▶ **REQUIRED WORK**:
Retype all of the data that follows, line for line.

▶ **DATA**:
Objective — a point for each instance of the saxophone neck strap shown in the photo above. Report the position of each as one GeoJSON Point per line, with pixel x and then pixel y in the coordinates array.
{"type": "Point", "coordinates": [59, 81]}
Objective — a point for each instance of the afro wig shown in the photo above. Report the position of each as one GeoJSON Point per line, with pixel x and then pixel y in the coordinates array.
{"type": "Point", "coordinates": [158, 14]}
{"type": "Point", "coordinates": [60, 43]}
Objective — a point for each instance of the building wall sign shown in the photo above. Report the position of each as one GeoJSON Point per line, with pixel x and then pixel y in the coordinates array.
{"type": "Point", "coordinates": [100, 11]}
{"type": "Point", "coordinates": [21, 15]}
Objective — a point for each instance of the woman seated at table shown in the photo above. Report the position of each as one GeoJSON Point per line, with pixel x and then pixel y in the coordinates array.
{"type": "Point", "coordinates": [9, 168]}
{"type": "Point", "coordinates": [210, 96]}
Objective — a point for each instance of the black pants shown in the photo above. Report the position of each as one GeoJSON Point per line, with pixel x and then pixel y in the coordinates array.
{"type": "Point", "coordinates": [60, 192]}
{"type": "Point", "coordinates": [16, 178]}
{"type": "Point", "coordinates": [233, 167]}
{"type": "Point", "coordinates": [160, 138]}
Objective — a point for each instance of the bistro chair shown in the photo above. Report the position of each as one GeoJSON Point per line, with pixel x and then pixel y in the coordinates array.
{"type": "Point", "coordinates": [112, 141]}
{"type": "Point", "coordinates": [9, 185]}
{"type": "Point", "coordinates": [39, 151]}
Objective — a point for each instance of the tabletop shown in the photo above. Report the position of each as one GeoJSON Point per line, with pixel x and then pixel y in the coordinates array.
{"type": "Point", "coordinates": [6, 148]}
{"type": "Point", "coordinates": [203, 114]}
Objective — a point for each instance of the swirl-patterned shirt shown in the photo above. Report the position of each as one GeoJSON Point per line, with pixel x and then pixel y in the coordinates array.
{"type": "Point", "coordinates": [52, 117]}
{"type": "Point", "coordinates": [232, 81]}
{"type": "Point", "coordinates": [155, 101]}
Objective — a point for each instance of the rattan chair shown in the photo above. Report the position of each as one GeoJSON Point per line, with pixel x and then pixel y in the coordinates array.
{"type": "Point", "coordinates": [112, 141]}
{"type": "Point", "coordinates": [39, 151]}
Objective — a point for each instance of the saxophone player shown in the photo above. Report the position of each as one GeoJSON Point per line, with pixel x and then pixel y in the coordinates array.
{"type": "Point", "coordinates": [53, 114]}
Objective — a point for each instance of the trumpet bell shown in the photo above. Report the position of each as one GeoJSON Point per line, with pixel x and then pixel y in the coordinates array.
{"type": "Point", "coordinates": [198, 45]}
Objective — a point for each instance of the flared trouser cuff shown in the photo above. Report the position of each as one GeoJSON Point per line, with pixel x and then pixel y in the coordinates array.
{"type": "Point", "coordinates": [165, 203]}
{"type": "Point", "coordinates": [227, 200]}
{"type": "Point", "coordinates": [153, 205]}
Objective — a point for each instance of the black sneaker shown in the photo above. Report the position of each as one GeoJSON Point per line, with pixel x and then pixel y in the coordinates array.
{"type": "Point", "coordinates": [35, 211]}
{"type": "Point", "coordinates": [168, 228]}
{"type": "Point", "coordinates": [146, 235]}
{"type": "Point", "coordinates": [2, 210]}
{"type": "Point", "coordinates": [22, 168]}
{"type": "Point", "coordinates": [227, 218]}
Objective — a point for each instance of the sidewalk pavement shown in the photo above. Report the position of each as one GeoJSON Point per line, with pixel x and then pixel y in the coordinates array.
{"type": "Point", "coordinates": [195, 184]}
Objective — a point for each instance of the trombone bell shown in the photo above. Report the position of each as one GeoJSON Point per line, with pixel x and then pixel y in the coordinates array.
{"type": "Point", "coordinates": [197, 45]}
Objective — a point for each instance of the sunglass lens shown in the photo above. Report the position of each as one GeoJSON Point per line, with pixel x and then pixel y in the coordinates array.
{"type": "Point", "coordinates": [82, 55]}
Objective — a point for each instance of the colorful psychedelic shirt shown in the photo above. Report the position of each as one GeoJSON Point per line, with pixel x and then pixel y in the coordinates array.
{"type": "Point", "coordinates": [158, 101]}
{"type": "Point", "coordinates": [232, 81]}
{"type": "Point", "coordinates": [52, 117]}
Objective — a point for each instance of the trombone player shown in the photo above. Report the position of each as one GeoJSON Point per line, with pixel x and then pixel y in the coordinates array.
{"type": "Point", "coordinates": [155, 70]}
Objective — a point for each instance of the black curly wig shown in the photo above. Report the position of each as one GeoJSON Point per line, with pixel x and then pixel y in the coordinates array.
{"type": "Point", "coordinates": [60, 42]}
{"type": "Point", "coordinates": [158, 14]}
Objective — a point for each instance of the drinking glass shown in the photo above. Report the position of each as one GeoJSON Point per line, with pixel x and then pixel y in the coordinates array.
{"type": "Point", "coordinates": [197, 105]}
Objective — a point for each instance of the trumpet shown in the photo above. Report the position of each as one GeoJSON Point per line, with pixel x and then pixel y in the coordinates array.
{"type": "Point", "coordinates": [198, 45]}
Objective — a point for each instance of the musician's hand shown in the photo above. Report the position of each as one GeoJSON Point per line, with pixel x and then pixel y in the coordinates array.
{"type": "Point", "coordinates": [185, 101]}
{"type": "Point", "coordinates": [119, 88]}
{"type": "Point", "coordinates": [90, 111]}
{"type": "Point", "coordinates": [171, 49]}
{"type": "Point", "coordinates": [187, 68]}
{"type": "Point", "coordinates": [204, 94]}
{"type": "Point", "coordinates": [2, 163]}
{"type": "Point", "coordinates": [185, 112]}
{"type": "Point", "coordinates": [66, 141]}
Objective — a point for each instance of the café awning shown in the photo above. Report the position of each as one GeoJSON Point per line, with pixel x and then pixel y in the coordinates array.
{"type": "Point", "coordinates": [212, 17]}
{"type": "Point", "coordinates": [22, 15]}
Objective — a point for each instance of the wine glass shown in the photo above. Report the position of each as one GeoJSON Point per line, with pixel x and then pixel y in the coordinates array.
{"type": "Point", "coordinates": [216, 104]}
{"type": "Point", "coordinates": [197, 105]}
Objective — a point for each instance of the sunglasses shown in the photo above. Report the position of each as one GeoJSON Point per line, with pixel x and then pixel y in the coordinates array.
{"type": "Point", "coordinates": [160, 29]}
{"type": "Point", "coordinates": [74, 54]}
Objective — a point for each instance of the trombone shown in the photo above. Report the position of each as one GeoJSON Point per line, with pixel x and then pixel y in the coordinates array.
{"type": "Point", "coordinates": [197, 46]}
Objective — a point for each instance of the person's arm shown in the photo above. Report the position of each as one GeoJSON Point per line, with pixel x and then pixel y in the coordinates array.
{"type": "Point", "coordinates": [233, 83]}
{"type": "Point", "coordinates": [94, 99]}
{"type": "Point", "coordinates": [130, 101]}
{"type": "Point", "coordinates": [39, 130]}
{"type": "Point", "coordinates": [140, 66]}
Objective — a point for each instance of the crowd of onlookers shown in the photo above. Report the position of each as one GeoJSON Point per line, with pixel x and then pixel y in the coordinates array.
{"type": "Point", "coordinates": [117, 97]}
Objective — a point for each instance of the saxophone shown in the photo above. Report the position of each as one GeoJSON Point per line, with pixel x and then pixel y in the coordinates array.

▶ **REPLY TO THE EXERCISE**:
Objective — a point for each instance of the saxophone neck strap shown in the photo above. Report the position of each as one GeoJSON Point per line, with pixel x and then pixel y in the coordinates array.
{"type": "Point", "coordinates": [59, 81]}
Objective — a point for each instance of the afro wig shown in the photo above. Report the position of each as one GeoJSON Point per line, with pixel x and then pixel y in the coordinates array.
{"type": "Point", "coordinates": [158, 14]}
{"type": "Point", "coordinates": [60, 43]}
Objective — a point for each instance of the building wall sign shown in the photo above. Report the position of each as one GeoJSON Point per line, with pixel x and then pixel y in the coordinates array.
{"type": "Point", "coordinates": [100, 11]}
{"type": "Point", "coordinates": [21, 15]}
Objective — a point for each instance of the woman seated at table shown in the photo above. Report the position of each as one GeoJSON Point per line, with pixel x and then pixel y in the coordinates array.
{"type": "Point", "coordinates": [9, 168]}
{"type": "Point", "coordinates": [210, 96]}
Objective — a point for each instance of the black pants shown in the photo above. Report the position of each as one GeoJSON Point per line, with pixel x and then pixel y in the coordinates array.
{"type": "Point", "coordinates": [60, 192]}
{"type": "Point", "coordinates": [16, 178]}
{"type": "Point", "coordinates": [233, 167]}
{"type": "Point", "coordinates": [160, 138]}
Objective — a point for each instance of the bistro chair shown in the photo above. Report the position of each as one GeoJSON Point per line, with pixel x and then pixel y in the coordinates array.
{"type": "Point", "coordinates": [112, 141]}
{"type": "Point", "coordinates": [9, 185]}
{"type": "Point", "coordinates": [39, 151]}
Objective — a point for each instance of the tabletop shown in the photo above. Report the position of each as one GeoJSON Point per line, with pixel x and then pixel y in the coordinates array.
{"type": "Point", "coordinates": [6, 148]}
{"type": "Point", "coordinates": [203, 114]}
Objective — a point for each instance of the swirl-patterned shirt shown in the photo above. Report the position of each as one GeoJSON Point per line, with pixel x and then pixel y in the coordinates array.
{"type": "Point", "coordinates": [52, 117]}
{"type": "Point", "coordinates": [232, 81]}
{"type": "Point", "coordinates": [155, 101]}
Objective — a point for each instance of the rattan chair shown in the photo above. Report the position of each as one GeoJSON Point per line, with pixel x and then pixel y in the coordinates array.
{"type": "Point", "coordinates": [112, 141]}
{"type": "Point", "coordinates": [39, 151]}
Objective — a point for each instance of the saxophone player shown in the photo above. Report the position of each as one GeoJSON Point per line, with pixel x and then pixel y in the coordinates array.
{"type": "Point", "coordinates": [53, 114]}
Objective — a point for each instance of the trumpet bell shown in the photo above. Report the position of each as one GeoJSON Point per line, with pixel x and then pixel y in the coordinates array.
{"type": "Point", "coordinates": [198, 45]}
Objective — a point for each instance of the flared trouser cuff shown in the photo above. Report the position of each as one GeoJSON Point per line, with pixel x and then pixel y in the coordinates array.
{"type": "Point", "coordinates": [165, 203]}
{"type": "Point", "coordinates": [227, 200]}
{"type": "Point", "coordinates": [153, 205]}
Objective — a point for each instance of the black sneaker shown in the photo above. Report the position of each as one GeoJSON Point per line, with pixel x and then pixel y in the coordinates array.
{"type": "Point", "coordinates": [35, 211]}
{"type": "Point", "coordinates": [168, 228]}
{"type": "Point", "coordinates": [146, 235]}
{"type": "Point", "coordinates": [2, 210]}
{"type": "Point", "coordinates": [22, 168]}
{"type": "Point", "coordinates": [227, 218]}
Objective — a point for each instance of the sidewalk pavement shown in the photo above. Report the position of each as one GeoJSON Point per line, with pixel x and then pixel y in the coordinates array.
{"type": "Point", "coordinates": [195, 184]}
Objective — a point for each instance of the trombone bell shown in the photo above. Report the position of each as one GeoJSON Point per line, with pixel x and then pixel y in the coordinates array.
{"type": "Point", "coordinates": [197, 45]}
Objective — a point for each instance of the sunglass lens shown in the photo above. Report the position of each as one GeoJSON Point per line, with pixel x and then pixel y in the coordinates array.
{"type": "Point", "coordinates": [82, 55]}
Objective — a point for each instance of the colorful psychedelic shirt shown in the photo above. Report the position of each as one GeoJSON Point per line, with pixel x and then pixel y in the coordinates array.
{"type": "Point", "coordinates": [158, 101]}
{"type": "Point", "coordinates": [232, 81]}
{"type": "Point", "coordinates": [52, 117]}
Objective — a point for each instance of the trombone player shown in the photo above. Report the position of each as one GeoJSON Point per line, with pixel x and then pixel y in the coordinates array.
{"type": "Point", "coordinates": [155, 70]}
Objective — a point for each instance of the black curly wig shown in the photo above. Report the position of each as one GeoJSON Point per line, with pixel x and then pixel y in the coordinates array.
{"type": "Point", "coordinates": [60, 42]}
{"type": "Point", "coordinates": [158, 14]}
Objective — a point for each instance of the drinking glass shown in the photo above. Report the position of each as one GeoJSON Point per line, with pixel x and then pixel y in the coordinates array.
{"type": "Point", "coordinates": [197, 105]}
Objective — a point for each instance of the trumpet shown in the photo above. Report the position of each as one GeoJSON Point per line, with pixel x and then pixel y in the coordinates array.
{"type": "Point", "coordinates": [198, 45]}
Objective — a point for each instance of the musician's hand shown in the photo above. Report the position of each as one GeoJSON Point per line, with pixel x and then pixel y in the coordinates array.
{"type": "Point", "coordinates": [185, 101]}
{"type": "Point", "coordinates": [119, 88]}
{"type": "Point", "coordinates": [90, 111]}
{"type": "Point", "coordinates": [171, 49]}
{"type": "Point", "coordinates": [187, 68]}
{"type": "Point", "coordinates": [204, 94]}
{"type": "Point", "coordinates": [2, 163]}
{"type": "Point", "coordinates": [185, 112]}
{"type": "Point", "coordinates": [66, 141]}
Objective — a point for each instance of the café awning shown in the photo above. Report the position of each as one GeoJSON Point per line, with pixel x and then pixel y in the coordinates array.
{"type": "Point", "coordinates": [212, 17]}
{"type": "Point", "coordinates": [22, 15]}
Objective — a point for each instance of the wine glass shown in the photo above. Report the position of each as one GeoJSON Point per line, with pixel x and then pixel y in the coordinates array.
{"type": "Point", "coordinates": [216, 104]}
{"type": "Point", "coordinates": [197, 105]}
Objective — a point for each instance of the sunglasses shown in the photo above. Report the position of each as one GeoJSON Point per line, with pixel x and then pixel y in the coordinates array.
{"type": "Point", "coordinates": [160, 29]}
{"type": "Point", "coordinates": [74, 54]}
Objective — a point for each instance of the trombone shown in the photo above. Report the position of each as one GeoJSON Point per line, with pixel x and then pixel y in the coordinates array.
{"type": "Point", "coordinates": [197, 46]}
Objective — a point for each instance of the person's arm shown in the photo above. Report the position of each as one GeoJSON Point per line, with pixel x and then pixel y in the coordinates array.
{"type": "Point", "coordinates": [233, 83]}
{"type": "Point", "coordinates": [94, 99]}
{"type": "Point", "coordinates": [130, 101]}
{"type": "Point", "coordinates": [39, 130]}
{"type": "Point", "coordinates": [140, 66]}
Objective — a point for each instance of the crowd of onlookers shown in the photo above. Report the position of each as one GeoJSON Point per line, with pixel x and then pixel y in the coordinates array.
{"type": "Point", "coordinates": [117, 97]}
Objective — a point for each instance of the saxophone shown in the photo above. Report the position of each as one GeoJSON Point per line, with pixel x and then pixel y in the coordinates array.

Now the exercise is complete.